## What is required
Count the lines in the listing below that contain the word "yellow", treating uppercase and lowercase as different, and give only the number.

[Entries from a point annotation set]
━━━━━━━━━━

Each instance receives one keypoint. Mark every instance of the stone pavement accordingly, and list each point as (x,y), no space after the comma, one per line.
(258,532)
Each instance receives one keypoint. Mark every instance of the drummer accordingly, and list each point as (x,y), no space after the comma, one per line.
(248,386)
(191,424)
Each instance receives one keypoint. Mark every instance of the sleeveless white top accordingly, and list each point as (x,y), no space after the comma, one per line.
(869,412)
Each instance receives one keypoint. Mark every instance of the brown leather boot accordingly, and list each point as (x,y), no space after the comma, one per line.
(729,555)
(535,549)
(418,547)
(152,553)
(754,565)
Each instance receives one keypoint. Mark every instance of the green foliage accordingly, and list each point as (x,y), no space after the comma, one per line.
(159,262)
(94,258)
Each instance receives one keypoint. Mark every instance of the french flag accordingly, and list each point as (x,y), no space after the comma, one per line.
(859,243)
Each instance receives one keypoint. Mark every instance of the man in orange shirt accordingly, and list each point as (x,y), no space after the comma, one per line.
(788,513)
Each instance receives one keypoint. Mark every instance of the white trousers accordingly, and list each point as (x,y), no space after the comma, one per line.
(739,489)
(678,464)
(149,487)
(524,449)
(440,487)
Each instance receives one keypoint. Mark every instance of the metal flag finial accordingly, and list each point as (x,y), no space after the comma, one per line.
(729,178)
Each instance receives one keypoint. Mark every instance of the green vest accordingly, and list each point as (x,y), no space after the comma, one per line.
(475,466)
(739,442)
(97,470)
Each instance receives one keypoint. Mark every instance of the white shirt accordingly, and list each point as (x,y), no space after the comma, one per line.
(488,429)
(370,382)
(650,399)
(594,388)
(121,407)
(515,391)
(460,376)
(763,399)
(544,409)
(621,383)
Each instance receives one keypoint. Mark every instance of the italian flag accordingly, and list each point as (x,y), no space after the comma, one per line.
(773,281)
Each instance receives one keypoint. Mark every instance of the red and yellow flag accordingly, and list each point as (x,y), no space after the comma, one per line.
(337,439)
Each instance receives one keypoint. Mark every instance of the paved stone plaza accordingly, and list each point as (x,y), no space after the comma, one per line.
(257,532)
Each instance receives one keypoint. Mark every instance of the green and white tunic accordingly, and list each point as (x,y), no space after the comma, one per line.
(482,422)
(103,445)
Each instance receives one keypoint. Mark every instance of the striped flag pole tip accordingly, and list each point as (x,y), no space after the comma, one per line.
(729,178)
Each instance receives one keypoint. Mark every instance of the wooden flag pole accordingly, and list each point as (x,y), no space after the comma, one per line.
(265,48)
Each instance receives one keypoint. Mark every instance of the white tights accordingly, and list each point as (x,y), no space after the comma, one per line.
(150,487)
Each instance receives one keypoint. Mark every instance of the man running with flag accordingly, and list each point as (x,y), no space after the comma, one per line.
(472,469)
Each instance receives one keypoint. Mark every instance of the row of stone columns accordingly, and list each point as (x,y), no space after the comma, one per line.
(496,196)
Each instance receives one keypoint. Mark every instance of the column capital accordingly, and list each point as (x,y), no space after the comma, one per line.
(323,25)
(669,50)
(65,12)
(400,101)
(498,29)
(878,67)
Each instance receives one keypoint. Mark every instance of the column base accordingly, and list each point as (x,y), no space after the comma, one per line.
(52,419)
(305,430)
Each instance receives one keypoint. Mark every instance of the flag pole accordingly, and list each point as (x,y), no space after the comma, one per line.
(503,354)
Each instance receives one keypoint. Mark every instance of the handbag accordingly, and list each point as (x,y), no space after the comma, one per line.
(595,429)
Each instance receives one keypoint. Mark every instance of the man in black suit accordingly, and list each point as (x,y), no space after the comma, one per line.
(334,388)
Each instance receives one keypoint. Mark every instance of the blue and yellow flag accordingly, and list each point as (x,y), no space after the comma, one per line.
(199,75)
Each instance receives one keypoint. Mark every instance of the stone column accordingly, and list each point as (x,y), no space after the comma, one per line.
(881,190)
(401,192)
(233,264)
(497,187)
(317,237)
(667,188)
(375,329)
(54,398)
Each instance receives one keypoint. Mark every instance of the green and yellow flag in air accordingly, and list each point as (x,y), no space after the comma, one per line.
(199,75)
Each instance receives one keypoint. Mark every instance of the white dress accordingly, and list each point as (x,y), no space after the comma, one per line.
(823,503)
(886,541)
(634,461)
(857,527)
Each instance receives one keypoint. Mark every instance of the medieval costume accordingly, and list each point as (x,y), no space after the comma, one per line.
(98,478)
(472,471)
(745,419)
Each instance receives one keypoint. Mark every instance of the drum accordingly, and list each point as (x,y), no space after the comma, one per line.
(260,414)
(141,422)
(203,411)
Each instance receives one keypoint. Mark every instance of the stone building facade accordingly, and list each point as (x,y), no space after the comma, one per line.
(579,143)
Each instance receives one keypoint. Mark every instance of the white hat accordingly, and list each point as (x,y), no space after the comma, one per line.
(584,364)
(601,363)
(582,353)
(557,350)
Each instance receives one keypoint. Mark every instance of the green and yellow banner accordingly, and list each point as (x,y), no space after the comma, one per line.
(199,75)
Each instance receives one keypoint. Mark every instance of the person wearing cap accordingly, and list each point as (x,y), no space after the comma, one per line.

━━━━━━━━━━

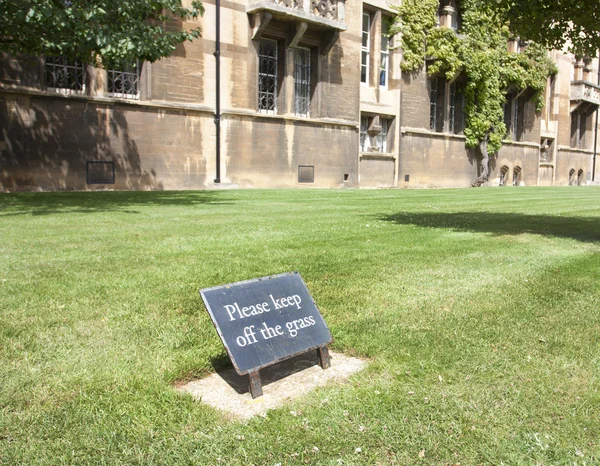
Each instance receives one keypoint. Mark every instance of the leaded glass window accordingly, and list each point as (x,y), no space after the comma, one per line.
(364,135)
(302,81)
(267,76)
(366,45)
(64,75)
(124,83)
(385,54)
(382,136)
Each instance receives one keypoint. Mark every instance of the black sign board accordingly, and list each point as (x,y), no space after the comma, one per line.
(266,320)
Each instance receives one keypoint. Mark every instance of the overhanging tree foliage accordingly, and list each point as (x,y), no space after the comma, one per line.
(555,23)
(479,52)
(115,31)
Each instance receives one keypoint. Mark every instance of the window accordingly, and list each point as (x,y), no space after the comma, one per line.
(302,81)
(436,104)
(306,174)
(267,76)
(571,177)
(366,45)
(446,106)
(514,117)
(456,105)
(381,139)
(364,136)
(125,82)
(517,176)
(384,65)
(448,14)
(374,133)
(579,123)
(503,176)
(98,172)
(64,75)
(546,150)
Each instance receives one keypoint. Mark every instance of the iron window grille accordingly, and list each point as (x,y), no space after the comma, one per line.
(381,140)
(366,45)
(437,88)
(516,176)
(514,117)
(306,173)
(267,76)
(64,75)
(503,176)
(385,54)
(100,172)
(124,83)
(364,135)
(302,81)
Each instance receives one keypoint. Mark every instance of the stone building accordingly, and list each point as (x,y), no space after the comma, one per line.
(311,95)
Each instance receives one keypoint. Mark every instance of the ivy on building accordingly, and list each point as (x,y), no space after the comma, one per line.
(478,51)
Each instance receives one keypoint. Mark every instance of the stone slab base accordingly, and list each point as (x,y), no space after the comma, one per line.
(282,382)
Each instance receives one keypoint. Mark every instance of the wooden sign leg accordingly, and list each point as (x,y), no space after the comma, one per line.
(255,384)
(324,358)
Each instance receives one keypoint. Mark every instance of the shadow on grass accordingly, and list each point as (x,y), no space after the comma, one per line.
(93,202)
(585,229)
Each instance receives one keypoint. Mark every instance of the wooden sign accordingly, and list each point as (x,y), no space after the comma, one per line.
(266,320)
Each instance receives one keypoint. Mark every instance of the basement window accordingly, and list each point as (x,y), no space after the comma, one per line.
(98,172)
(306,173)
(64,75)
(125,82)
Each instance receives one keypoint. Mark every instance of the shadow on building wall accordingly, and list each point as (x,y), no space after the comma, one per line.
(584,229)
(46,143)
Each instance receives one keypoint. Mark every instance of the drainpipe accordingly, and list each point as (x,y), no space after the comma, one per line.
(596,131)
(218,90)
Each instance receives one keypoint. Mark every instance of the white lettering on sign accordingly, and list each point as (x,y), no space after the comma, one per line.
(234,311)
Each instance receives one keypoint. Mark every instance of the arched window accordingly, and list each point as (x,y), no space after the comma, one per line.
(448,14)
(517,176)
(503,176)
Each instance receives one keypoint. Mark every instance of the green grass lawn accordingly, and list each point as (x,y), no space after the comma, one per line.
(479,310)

━━━━━━━━━━

## Final result
4